Referring expression pointing data
# # # # # # #
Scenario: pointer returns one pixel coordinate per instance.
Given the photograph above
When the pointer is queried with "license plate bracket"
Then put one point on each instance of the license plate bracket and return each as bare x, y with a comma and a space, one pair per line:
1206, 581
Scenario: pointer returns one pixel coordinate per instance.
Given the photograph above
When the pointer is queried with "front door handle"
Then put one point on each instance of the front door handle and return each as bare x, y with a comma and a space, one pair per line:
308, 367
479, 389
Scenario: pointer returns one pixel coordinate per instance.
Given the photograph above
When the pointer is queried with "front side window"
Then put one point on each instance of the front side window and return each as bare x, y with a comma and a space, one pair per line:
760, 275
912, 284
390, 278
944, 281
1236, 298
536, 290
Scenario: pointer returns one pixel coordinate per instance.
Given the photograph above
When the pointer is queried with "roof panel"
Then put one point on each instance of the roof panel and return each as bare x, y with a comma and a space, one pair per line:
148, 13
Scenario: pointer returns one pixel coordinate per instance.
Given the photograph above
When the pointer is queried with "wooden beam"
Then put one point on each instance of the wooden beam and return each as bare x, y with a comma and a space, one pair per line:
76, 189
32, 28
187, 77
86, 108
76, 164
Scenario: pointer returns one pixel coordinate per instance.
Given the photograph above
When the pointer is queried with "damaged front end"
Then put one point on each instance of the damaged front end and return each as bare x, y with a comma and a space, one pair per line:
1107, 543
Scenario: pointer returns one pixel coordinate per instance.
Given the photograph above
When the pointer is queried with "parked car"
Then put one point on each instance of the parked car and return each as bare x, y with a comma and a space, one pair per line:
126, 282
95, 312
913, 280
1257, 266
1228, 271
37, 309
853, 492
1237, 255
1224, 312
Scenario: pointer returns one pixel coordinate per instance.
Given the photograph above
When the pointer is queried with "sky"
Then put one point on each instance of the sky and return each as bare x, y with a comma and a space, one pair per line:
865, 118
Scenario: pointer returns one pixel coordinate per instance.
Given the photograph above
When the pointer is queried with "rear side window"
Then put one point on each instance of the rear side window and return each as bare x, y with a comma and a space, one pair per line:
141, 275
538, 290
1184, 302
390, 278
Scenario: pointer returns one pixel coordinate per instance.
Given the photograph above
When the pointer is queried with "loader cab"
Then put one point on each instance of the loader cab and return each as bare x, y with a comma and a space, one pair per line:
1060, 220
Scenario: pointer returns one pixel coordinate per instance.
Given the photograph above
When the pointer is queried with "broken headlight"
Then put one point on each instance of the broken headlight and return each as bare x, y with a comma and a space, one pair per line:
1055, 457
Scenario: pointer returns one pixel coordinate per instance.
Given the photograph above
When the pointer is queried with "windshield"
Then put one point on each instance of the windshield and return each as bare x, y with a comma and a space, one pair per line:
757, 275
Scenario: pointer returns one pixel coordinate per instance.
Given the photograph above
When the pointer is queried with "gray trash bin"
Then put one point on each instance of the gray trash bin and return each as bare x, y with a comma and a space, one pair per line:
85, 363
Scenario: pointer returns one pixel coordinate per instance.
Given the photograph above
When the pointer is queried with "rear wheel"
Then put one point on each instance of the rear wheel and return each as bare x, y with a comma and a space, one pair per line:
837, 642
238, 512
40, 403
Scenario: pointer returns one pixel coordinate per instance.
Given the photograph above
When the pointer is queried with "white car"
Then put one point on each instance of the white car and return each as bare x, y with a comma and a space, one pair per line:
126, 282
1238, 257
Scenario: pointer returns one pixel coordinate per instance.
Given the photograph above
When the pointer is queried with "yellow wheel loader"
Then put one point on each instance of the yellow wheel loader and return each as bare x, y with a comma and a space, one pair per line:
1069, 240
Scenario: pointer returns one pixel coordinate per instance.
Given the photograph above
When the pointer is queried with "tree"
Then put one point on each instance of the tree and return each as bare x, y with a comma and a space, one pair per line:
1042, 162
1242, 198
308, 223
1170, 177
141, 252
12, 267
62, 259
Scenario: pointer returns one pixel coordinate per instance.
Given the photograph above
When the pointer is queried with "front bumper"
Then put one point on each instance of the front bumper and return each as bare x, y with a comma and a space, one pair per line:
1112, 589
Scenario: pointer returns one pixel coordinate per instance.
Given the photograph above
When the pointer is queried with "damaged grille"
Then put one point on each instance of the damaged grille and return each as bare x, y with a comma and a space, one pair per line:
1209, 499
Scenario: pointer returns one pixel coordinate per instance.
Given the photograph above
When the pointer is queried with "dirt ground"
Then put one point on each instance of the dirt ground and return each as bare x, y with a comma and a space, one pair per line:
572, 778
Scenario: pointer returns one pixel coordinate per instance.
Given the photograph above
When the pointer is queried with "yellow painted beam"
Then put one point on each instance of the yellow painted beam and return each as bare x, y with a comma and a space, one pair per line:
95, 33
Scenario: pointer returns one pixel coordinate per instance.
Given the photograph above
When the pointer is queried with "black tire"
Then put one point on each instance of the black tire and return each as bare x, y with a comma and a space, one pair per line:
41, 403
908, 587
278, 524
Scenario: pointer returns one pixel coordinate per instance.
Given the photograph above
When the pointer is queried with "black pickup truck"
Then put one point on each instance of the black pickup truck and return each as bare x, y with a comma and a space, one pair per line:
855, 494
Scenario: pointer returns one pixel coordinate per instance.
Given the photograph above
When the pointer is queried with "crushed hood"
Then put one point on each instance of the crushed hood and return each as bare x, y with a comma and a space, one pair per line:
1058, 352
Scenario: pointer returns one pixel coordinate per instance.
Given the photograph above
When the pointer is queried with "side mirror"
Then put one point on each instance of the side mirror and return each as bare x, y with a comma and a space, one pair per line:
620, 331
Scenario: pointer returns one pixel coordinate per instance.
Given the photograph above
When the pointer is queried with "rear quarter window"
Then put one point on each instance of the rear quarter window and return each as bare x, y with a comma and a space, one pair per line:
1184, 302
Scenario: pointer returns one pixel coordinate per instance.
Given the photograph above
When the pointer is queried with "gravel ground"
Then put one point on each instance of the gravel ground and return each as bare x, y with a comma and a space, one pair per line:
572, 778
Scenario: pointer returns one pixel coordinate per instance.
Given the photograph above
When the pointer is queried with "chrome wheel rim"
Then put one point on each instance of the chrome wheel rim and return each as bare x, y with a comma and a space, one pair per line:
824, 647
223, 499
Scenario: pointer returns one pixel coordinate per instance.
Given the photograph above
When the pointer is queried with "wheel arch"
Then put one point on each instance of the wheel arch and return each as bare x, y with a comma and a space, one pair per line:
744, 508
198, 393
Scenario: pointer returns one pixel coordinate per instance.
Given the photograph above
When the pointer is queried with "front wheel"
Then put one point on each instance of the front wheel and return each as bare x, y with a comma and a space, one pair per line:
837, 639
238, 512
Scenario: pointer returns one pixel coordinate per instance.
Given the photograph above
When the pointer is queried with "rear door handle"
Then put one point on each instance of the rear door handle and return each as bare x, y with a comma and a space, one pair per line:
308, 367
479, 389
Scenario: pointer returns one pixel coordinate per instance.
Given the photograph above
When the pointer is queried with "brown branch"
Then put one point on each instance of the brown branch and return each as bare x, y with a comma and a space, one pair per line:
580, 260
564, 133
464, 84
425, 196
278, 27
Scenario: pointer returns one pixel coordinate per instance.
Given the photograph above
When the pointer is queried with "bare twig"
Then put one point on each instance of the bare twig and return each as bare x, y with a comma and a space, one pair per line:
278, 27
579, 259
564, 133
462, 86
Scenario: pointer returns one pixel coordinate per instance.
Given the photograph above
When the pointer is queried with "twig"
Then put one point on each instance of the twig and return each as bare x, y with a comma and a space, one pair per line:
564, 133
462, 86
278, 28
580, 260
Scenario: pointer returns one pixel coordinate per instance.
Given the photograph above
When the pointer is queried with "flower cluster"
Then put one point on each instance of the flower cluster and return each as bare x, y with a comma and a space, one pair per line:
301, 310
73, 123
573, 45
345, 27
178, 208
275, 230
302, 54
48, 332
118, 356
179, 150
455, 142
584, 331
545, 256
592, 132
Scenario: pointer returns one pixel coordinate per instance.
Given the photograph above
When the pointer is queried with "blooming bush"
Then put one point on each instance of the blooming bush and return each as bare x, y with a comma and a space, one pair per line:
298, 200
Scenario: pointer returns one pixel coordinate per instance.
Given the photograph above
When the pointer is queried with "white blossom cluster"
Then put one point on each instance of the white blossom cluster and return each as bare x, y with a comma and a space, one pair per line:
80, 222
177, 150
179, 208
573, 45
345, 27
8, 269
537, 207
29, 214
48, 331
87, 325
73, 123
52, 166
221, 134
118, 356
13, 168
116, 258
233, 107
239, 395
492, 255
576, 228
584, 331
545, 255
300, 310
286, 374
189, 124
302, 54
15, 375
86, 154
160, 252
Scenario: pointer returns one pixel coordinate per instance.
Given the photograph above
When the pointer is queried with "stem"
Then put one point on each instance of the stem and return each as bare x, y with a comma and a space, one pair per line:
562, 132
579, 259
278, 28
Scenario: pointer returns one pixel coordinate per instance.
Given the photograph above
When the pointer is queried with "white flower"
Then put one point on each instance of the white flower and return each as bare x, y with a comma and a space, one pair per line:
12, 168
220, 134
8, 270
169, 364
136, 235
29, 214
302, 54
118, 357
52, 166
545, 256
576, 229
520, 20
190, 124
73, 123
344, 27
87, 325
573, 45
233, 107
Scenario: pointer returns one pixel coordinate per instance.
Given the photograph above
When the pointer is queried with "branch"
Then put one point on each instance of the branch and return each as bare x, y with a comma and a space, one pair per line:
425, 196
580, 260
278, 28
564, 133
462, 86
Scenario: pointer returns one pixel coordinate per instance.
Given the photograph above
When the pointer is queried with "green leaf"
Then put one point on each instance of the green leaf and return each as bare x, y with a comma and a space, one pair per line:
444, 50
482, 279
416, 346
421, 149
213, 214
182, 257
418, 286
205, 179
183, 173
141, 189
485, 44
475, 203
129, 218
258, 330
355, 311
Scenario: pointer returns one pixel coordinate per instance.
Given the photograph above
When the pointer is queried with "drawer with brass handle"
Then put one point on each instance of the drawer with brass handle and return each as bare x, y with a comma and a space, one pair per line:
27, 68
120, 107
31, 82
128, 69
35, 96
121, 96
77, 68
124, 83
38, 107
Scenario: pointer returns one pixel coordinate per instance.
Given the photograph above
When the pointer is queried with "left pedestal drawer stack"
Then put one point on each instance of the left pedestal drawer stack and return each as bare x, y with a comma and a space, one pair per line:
# # # # # # #
**EXERCISE GOAL**
The lines needed are those in the data above that hold the string "stack"; copy each of them.

**COMPLETED TASK**
When the pointer is queried with "left pedestal drawer stack"
Then put one point on each instance of the left pedestal drawer stack and return each as bare x, y with a comma and a space, one pair per line:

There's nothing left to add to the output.